• _OBJECTIF 1_
Répondez aux questions suivantes à partir de l'extrait.
(a) En quel mois et en quelle année la campagne a-t-elle commencé ?
(b) Combien de mois plus tard la tonalité a-t-elle changé ?
(c) Quel titre figurait sur la couverture du Point ?

------ EXTRAIT

Texte intégral
L’Événement : Vous vous souvenez de ce joli mois de novembre 1998 : votre campagne commençait, la presse – et les Français – avaient pour vous les yeux de Chimène… Quatre mois après, la tonalité a changé. Vous n’êtes plus le « chouchou des médias ».
Daniel Cohn-Bendit : Au début de la campagne, nous étions dans la période des projections et des grandes déclarations d’amour. J’arrivais, ou plutôt je revenais, et tous projetaient sur moi leurs propres envies et rêves. Après, à partir du moment où j’ai commencé à décliner les différents contenus de mon programme, des clivages sont apparus au grand jour. On a vu que, derrière mon image de novembre, se fédéraient plusieurs types d’électorats potentiels. Dans une deuxième phase, mon image s’est réorganisée auprès de ces électorats en fonction de mes déclarations. Et puis certains ont pu penser qu’il y avait chez moi plus de provocation que de véritable stratégie politique. Ce que disaient d’une certaine façon, même si les intentions étaient différentes, la couverture de L’Événement (« L’emmerdeur ») et celle du Point (« Dany la pagaille »).

------------
------ ENTRÉES

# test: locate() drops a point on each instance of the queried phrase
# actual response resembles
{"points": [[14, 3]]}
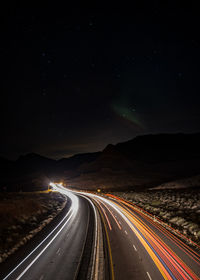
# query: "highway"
{"points": [[140, 248], [58, 253], [105, 237]]}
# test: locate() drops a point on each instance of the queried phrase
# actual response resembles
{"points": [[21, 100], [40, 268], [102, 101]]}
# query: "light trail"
{"points": [[52, 235], [167, 262]]}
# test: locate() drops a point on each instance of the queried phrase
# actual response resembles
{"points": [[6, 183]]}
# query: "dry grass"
{"points": [[23, 213]]}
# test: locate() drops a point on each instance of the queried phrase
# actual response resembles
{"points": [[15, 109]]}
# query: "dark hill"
{"points": [[142, 162]]}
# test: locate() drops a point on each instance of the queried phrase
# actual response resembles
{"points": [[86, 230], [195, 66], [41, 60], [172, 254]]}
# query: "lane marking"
{"points": [[39, 244], [149, 275], [34, 260], [134, 247], [109, 246]]}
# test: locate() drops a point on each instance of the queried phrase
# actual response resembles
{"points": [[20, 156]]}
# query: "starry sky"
{"points": [[76, 79]]}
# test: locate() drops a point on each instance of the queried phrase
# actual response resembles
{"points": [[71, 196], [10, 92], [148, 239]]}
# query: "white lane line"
{"points": [[27, 268], [134, 247], [149, 275], [39, 244], [58, 252]]}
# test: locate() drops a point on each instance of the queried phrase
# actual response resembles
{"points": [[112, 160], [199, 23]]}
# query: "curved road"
{"points": [[110, 238], [57, 254]]}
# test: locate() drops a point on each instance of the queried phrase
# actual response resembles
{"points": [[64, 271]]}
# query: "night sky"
{"points": [[76, 79]]}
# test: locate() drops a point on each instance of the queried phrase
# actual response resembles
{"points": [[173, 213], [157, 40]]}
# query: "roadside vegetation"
{"points": [[23, 215], [178, 208]]}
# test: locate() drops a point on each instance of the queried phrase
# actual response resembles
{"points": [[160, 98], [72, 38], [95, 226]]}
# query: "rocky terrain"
{"points": [[143, 162], [178, 208], [23, 215]]}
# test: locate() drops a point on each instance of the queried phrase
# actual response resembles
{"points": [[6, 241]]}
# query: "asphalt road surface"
{"points": [[134, 245], [58, 253]]}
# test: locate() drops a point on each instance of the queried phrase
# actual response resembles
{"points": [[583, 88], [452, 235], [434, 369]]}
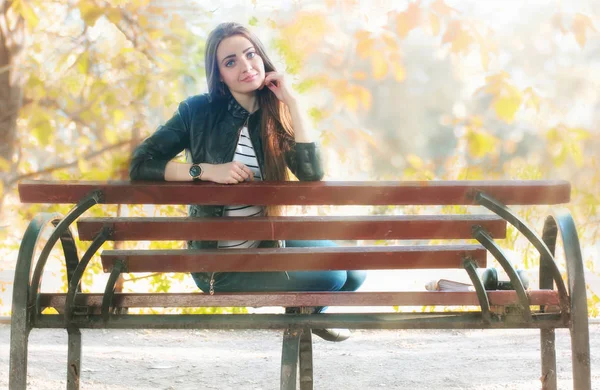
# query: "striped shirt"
{"points": [[244, 153]]}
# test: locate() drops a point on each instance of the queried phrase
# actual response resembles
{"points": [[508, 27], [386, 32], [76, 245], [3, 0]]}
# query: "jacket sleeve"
{"points": [[150, 158], [304, 160]]}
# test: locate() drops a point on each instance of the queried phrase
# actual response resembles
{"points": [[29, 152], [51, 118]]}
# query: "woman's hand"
{"points": [[229, 173], [277, 83]]}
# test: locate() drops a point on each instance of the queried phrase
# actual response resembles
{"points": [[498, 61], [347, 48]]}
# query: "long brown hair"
{"points": [[276, 129]]}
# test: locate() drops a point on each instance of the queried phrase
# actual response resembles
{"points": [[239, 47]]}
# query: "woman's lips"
{"points": [[249, 78]]}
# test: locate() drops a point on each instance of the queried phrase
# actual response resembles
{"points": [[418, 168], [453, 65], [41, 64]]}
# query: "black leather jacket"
{"points": [[208, 129]]}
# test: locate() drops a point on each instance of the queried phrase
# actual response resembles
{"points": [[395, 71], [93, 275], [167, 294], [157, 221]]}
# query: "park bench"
{"points": [[553, 305]]}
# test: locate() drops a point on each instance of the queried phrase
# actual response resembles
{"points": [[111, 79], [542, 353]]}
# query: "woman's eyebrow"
{"points": [[233, 55]]}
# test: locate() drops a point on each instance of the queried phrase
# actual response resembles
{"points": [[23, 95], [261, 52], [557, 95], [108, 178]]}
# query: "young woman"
{"points": [[248, 127]]}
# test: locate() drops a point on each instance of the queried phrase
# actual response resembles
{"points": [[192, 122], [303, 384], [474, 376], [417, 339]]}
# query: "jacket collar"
{"points": [[235, 108]]}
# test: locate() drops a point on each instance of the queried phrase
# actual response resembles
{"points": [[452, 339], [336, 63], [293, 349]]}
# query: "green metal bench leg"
{"points": [[19, 339], [548, 336], [289, 358], [547, 341], [579, 327], [20, 324], [73, 359], [306, 373]]}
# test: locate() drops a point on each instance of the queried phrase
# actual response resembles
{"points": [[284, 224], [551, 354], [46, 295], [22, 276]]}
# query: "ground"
{"points": [[202, 359]]}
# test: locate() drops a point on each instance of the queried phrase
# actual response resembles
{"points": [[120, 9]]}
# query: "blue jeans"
{"points": [[284, 281]]}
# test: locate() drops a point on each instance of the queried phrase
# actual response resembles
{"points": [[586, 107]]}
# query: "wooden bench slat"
{"points": [[406, 227], [295, 259], [418, 298], [526, 192]]}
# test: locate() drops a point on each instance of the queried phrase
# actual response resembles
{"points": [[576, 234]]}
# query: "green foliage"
{"points": [[102, 75]]}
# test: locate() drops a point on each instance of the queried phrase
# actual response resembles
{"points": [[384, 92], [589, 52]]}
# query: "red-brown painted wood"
{"points": [[295, 259], [419, 298], [300, 193], [406, 227]]}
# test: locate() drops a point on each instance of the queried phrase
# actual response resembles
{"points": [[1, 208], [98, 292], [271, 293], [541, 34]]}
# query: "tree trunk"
{"points": [[12, 41]]}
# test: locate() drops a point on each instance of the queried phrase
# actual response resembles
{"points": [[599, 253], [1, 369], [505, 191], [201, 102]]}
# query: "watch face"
{"points": [[195, 171]]}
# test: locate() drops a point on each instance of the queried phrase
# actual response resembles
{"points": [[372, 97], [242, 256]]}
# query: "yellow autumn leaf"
{"points": [[415, 161], [358, 75], [480, 143], [26, 12], [351, 101], [532, 100], [90, 12], [380, 65], [390, 41], [399, 71], [581, 24], [4, 165]]}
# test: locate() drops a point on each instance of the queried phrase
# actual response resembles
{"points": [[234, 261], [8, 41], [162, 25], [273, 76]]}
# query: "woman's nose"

------------

• _OBJECTIF 2_
Relevez chaque ligne des entrées ci-dessus qui contient le mot « jacket ».

• _RÉSULTAT 1_
(a) En novembre 1998.
(b) Quatre mois plus tard.
(c) « Dany la pagaille ».

• _RÉSULTAT 2_
# query: "jacket sleeve"
# query: "black leather jacket"
# query: "jacket collar"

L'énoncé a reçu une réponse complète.